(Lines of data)
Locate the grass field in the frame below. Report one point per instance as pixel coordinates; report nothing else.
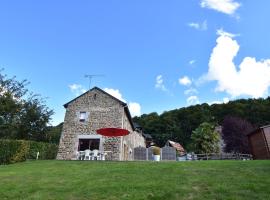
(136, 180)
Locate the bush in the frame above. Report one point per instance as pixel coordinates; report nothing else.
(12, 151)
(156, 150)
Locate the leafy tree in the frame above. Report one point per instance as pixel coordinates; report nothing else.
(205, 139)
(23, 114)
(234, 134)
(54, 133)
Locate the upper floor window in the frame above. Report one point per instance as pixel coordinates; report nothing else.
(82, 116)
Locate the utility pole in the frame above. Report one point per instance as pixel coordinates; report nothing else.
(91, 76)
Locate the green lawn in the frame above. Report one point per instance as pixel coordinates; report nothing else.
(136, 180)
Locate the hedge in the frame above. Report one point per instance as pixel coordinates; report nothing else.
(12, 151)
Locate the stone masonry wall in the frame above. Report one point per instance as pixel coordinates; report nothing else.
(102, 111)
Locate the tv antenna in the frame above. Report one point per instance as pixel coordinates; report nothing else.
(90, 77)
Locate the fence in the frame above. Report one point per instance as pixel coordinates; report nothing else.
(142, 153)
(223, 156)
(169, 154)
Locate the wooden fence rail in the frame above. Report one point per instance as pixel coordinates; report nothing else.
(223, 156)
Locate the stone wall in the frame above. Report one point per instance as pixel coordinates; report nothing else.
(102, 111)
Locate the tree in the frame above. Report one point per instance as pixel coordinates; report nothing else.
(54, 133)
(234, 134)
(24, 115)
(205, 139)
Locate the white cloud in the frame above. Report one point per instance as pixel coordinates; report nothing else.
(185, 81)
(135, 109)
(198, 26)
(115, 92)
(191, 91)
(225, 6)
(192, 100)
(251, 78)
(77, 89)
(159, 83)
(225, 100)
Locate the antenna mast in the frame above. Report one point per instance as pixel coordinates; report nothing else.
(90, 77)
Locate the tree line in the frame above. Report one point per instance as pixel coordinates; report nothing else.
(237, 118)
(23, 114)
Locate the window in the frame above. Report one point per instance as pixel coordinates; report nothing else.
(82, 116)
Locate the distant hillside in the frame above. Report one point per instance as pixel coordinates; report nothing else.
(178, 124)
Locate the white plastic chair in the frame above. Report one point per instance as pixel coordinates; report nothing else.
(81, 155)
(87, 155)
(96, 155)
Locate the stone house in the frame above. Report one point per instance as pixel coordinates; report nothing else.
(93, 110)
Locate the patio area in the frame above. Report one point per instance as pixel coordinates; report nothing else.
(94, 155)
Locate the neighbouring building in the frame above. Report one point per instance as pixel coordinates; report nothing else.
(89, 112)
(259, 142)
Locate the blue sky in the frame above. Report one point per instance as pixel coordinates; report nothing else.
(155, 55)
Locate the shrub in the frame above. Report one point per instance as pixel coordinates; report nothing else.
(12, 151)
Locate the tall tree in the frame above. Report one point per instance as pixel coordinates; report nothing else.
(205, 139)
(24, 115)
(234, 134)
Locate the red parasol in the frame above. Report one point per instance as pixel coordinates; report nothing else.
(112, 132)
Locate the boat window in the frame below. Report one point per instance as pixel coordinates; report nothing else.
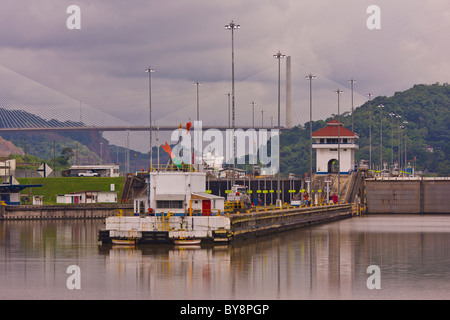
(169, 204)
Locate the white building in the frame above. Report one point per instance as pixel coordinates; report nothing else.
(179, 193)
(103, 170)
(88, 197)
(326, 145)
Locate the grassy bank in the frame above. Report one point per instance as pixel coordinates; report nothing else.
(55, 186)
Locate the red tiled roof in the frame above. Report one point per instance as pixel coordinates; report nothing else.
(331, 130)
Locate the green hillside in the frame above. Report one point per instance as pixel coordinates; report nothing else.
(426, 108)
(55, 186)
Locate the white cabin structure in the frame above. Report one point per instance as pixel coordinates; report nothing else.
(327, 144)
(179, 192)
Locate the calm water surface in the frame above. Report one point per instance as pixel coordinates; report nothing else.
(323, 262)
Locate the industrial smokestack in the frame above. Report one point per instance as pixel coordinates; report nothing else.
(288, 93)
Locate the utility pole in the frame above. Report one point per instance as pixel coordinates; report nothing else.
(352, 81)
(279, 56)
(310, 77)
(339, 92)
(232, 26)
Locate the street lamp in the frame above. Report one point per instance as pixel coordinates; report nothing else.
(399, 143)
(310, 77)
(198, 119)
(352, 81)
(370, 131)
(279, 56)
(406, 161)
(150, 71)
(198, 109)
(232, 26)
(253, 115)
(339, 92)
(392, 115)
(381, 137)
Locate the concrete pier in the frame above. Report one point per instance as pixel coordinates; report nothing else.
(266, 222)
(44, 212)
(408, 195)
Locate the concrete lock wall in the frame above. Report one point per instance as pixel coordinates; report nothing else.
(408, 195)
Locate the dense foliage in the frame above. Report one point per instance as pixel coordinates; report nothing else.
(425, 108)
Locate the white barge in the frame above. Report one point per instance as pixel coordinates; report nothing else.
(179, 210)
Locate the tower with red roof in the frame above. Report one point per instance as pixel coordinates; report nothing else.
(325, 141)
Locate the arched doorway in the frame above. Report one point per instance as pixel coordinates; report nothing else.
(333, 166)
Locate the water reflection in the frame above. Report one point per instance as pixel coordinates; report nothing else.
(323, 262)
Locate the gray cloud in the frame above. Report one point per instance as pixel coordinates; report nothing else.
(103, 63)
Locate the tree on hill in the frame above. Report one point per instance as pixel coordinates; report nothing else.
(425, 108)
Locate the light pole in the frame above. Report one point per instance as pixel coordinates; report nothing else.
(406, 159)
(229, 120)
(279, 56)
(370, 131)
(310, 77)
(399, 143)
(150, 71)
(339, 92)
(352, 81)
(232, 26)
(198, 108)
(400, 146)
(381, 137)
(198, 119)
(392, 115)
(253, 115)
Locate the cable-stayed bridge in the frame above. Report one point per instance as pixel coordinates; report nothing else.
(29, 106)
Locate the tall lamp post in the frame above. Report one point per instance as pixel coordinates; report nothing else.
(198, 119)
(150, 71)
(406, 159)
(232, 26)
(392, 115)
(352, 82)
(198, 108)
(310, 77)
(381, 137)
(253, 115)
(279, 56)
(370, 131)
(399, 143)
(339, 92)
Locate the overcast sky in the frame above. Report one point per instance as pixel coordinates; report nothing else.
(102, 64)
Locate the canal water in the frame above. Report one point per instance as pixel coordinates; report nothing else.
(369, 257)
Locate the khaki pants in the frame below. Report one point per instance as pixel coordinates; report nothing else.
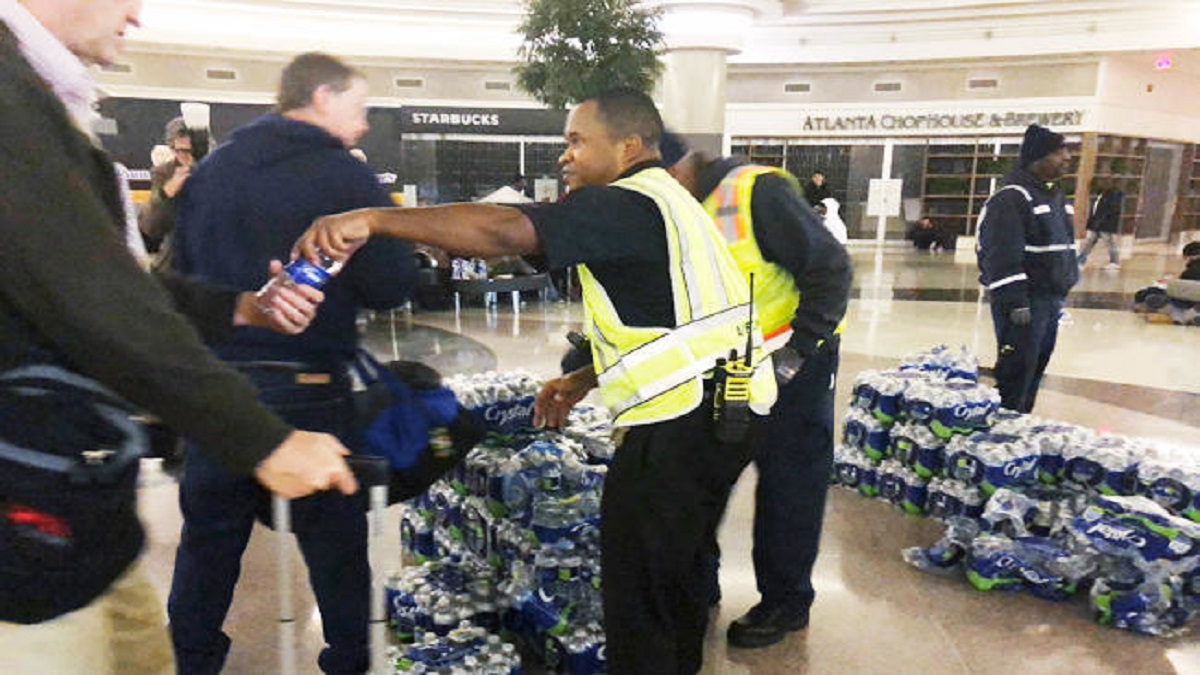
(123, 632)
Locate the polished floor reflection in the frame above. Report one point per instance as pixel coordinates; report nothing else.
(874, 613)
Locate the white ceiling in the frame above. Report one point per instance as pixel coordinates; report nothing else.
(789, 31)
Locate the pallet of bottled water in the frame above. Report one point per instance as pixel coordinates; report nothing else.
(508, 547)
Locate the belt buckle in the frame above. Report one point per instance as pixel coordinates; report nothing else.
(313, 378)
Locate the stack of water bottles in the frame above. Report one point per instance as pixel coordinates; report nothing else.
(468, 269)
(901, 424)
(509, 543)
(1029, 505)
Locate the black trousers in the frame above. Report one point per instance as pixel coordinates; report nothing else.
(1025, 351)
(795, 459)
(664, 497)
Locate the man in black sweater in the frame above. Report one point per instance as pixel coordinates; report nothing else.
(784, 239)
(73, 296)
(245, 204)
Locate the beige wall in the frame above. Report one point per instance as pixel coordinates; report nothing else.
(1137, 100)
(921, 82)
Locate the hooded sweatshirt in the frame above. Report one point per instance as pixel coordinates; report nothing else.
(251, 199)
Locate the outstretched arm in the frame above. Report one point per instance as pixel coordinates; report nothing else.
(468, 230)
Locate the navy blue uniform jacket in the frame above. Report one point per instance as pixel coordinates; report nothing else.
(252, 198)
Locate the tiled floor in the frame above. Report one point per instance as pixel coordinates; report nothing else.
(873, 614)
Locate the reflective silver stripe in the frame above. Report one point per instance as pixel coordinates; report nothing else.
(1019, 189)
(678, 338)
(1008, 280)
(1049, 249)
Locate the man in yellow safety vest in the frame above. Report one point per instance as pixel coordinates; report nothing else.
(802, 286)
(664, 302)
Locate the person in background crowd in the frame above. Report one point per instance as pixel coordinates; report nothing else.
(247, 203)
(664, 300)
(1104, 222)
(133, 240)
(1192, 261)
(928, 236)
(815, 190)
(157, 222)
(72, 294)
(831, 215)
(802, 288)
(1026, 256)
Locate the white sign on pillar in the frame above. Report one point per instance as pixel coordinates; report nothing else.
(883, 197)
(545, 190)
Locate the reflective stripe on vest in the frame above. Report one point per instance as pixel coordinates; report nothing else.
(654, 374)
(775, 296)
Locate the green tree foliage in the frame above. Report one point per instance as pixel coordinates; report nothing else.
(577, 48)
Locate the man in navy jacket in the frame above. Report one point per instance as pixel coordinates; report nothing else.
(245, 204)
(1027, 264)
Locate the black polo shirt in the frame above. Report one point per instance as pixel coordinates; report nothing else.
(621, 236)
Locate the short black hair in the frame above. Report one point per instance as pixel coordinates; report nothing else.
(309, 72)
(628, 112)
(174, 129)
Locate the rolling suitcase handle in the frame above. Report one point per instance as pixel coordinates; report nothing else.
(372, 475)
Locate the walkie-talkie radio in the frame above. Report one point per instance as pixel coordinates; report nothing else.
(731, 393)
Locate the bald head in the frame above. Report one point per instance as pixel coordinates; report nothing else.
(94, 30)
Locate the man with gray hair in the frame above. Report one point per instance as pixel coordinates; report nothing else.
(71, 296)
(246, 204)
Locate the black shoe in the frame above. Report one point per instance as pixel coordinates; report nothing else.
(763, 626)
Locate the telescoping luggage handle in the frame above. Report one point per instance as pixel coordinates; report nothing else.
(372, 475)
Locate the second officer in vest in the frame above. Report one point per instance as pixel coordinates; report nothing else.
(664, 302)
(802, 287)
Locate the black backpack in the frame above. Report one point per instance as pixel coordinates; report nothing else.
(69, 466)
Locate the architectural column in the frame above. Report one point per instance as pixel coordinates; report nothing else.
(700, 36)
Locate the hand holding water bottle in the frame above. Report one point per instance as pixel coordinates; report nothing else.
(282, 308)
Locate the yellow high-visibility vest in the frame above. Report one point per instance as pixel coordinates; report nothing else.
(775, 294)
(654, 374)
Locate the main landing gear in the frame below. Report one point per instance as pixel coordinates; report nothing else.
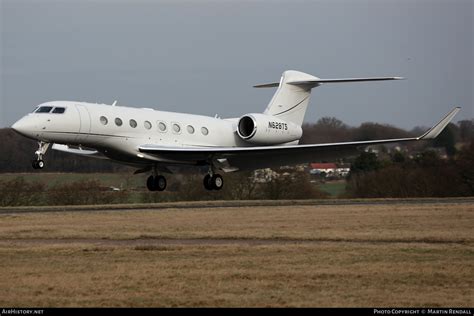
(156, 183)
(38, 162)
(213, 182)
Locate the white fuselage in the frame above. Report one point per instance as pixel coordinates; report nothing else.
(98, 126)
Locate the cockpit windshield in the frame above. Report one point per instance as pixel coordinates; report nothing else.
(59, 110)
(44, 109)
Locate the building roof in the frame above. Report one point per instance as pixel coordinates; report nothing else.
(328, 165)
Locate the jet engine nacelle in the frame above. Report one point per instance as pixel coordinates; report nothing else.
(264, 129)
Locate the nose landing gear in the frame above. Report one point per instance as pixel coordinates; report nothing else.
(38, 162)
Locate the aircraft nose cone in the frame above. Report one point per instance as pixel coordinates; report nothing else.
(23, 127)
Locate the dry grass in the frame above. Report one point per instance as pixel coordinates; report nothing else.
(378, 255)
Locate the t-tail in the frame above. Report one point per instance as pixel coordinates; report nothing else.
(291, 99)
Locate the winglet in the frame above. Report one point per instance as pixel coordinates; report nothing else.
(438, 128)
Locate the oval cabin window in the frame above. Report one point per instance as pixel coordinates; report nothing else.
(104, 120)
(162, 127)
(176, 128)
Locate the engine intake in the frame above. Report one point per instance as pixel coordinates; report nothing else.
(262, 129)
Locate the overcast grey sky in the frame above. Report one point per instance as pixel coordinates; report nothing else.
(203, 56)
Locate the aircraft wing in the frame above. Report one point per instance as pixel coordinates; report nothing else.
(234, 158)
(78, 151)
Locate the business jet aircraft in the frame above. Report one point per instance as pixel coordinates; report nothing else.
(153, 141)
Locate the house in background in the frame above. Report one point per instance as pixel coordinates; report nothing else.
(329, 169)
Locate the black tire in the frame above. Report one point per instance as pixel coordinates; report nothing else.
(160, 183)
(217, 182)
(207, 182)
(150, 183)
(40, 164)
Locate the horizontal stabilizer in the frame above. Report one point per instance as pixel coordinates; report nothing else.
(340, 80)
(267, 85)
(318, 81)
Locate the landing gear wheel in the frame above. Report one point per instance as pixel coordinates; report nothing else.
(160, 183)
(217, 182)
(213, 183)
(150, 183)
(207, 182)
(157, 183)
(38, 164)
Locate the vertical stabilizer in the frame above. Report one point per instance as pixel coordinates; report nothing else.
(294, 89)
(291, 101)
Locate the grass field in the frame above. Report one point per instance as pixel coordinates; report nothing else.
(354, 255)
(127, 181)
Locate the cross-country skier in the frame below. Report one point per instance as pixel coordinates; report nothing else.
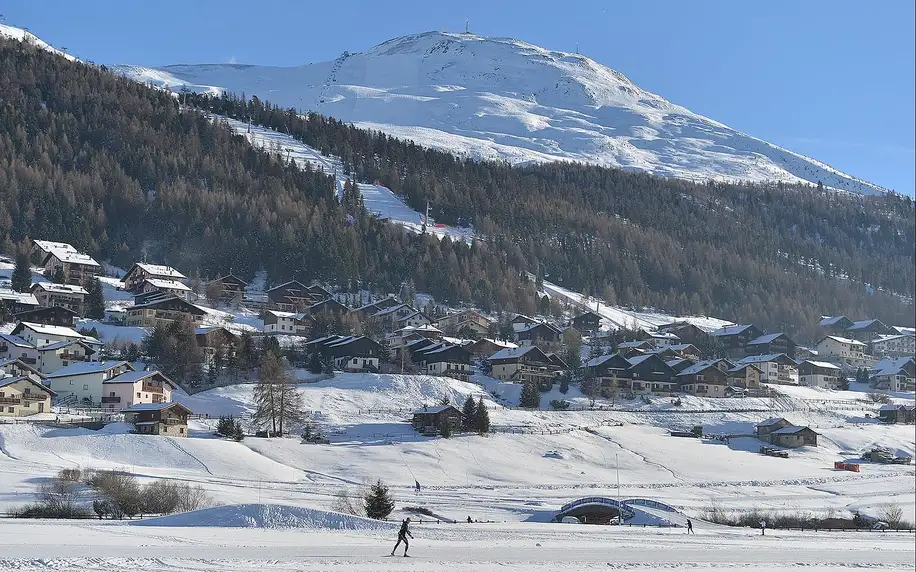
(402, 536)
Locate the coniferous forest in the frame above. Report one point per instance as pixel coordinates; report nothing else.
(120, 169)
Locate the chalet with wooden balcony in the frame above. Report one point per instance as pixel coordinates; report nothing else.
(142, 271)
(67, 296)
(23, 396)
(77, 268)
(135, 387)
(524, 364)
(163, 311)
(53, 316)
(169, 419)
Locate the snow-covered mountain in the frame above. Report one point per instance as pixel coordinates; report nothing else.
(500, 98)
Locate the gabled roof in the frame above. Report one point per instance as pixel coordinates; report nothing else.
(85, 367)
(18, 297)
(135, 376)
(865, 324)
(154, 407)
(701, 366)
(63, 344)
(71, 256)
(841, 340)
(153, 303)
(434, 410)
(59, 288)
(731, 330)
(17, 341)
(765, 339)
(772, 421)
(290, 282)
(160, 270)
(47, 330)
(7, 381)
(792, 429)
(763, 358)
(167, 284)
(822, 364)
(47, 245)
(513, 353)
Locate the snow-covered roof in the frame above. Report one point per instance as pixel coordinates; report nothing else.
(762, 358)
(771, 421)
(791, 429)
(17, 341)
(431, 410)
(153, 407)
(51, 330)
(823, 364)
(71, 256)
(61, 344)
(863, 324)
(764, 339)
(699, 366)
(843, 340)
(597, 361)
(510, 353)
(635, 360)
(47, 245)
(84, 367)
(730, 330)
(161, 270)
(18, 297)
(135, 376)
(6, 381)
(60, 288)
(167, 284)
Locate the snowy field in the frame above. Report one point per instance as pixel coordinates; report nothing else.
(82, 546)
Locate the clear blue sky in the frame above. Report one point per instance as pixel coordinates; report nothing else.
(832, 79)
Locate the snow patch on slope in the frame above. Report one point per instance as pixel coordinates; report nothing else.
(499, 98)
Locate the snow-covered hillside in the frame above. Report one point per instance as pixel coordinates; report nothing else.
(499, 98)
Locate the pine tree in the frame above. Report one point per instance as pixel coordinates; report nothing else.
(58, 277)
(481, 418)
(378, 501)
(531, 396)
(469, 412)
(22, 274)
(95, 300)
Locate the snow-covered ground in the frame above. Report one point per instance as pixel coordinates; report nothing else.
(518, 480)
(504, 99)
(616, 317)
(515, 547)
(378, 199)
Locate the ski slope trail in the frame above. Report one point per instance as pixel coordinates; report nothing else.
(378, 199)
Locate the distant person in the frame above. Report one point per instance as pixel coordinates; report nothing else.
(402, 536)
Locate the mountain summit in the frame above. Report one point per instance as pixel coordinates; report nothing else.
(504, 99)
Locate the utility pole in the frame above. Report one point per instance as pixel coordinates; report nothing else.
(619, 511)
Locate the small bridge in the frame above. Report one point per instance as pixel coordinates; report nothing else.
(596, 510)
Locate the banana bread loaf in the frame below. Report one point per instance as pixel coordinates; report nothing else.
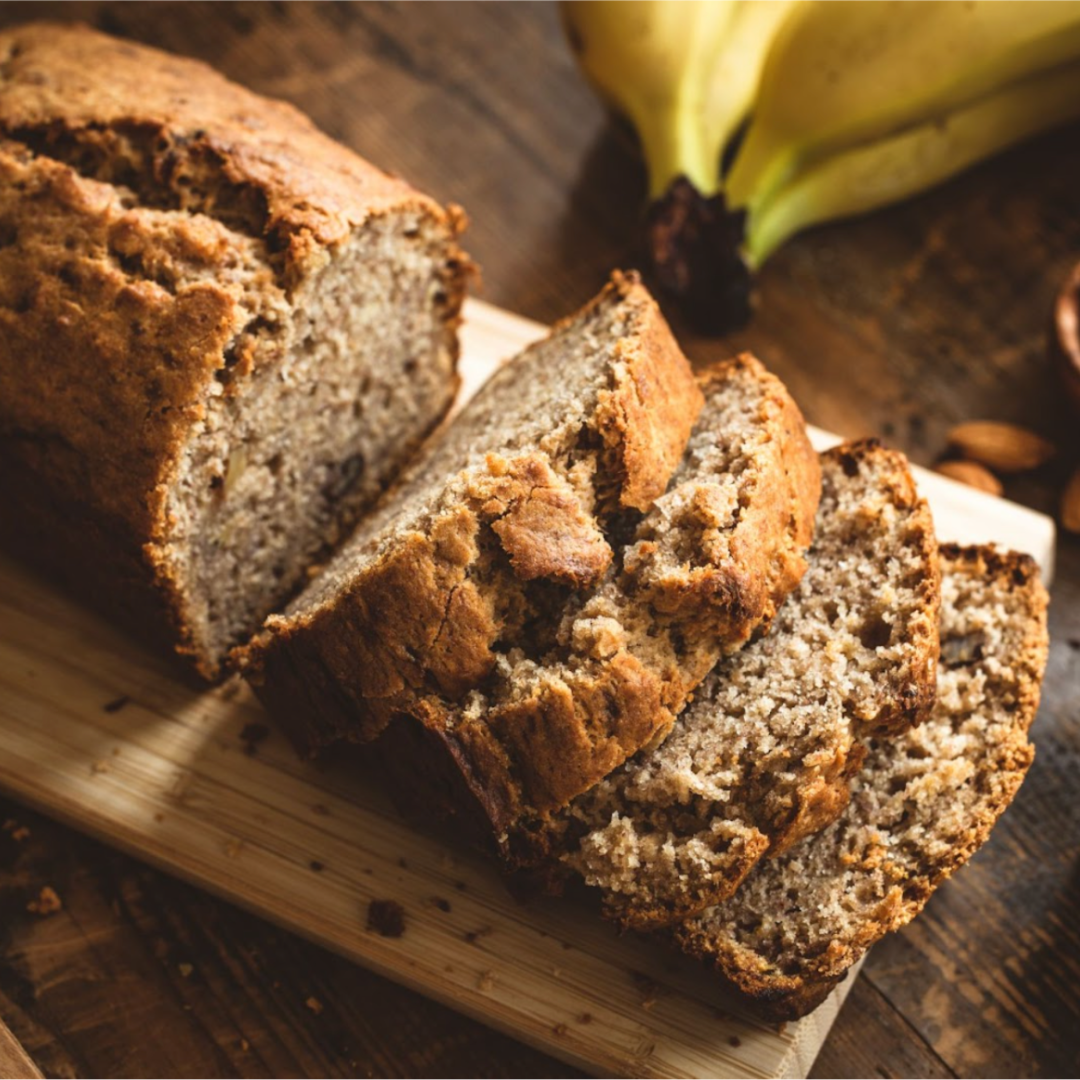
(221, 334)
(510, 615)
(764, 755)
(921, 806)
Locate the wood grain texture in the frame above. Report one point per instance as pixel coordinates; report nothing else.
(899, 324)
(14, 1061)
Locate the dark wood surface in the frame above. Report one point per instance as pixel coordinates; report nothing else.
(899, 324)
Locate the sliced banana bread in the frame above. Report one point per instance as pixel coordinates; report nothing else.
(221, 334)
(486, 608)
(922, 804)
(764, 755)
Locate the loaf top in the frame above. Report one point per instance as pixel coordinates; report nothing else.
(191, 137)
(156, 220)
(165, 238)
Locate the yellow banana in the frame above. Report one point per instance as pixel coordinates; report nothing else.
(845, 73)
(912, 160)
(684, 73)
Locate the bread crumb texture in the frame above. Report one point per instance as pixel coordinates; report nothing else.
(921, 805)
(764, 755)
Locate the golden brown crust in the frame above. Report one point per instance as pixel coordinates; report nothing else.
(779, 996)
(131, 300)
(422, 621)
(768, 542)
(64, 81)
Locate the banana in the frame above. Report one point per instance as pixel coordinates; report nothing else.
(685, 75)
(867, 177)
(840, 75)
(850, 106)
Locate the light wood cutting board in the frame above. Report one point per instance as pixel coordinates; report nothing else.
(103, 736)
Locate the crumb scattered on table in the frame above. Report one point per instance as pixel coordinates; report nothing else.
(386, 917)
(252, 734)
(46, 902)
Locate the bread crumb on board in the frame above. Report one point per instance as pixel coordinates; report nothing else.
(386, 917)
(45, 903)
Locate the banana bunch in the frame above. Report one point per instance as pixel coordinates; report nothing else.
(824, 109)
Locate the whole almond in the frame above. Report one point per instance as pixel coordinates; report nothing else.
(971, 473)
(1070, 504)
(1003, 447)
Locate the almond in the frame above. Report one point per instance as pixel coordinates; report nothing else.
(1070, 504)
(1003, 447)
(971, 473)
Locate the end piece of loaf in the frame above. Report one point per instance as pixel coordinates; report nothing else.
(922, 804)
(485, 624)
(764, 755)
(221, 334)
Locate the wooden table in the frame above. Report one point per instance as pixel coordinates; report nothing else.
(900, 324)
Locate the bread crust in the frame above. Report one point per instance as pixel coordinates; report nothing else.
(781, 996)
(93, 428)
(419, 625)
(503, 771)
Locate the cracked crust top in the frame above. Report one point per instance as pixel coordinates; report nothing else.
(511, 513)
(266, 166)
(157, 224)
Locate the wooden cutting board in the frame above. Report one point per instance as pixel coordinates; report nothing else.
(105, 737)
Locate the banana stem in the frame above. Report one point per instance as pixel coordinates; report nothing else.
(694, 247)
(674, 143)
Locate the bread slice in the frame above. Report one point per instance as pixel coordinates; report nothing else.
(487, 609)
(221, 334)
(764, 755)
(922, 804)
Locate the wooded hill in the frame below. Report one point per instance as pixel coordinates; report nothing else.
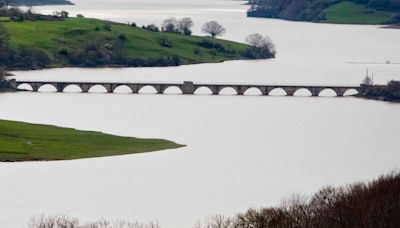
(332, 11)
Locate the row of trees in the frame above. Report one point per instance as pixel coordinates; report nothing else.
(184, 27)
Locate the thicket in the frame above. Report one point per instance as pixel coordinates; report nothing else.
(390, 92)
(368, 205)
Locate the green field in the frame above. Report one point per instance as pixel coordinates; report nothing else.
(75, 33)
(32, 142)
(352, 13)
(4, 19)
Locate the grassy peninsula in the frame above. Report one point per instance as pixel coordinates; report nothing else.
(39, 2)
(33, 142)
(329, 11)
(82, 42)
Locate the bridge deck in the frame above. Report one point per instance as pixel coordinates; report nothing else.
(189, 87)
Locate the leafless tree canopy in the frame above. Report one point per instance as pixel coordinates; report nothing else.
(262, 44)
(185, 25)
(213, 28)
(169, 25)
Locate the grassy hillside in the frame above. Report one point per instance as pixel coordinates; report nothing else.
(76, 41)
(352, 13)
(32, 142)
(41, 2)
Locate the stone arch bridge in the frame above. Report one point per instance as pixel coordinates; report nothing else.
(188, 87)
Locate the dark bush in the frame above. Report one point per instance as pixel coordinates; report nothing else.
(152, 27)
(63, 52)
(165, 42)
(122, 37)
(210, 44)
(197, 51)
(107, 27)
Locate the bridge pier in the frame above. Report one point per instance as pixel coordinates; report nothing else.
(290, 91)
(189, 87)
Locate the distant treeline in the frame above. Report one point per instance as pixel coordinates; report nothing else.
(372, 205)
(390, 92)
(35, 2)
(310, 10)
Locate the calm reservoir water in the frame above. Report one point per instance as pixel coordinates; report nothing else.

*Set task*
Repeat the line containing "Locate the grassy peninsula" and all subsequent lines through the final line of the data, exactly and with no others.

*Full answer*
Locate the grassy peninsula in the frame above. Report one point per instance as pixel coordinates; report nothing else.
(39, 2)
(33, 142)
(329, 11)
(82, 42)
Locate the bridge deck in the frame above. Report one point per instance as pixel coordinates; report nothing else.
(189, 87)
Locate the leafless tree canopy in the frame above. Report one point per instance as pixel coordinates; report nothing else.
(262, 44)
(185, 25)
(213, 28)
(169, 25)
Locate the grassy hillside in the frame above. Report one point per instance as pixel coordinates; report nothing else.
(76, 41)
(352, 13)
(32, 142)
(41, 2)
Locate the stone arch bridge in the frame above. Report one point per instance as pixel coordinates; report nothing else.
(188, 87)
Locate the dark bush in the frame above. Report one point per instance as pixel coordinates; report nothing else.
(152, 27)
(63, 52)
(165, 42)
(122, 37)
(210, 44)
(197, 51)
(107, 27)
Locate the bridge pier in the frame above. Report one point per instance as pixel coordinates; report nothing else.
(290, 91)
(189, 87)
Locate the distant treeline in the frame above. Report one point per instance as pixel coordinates; report nothing else.
(372, 205)
(390, 92)
(35, 2)
(310, 10)
Locate the calm reservoir water in the frame above. Report one point per instance as pixel coordinates; report nothing else.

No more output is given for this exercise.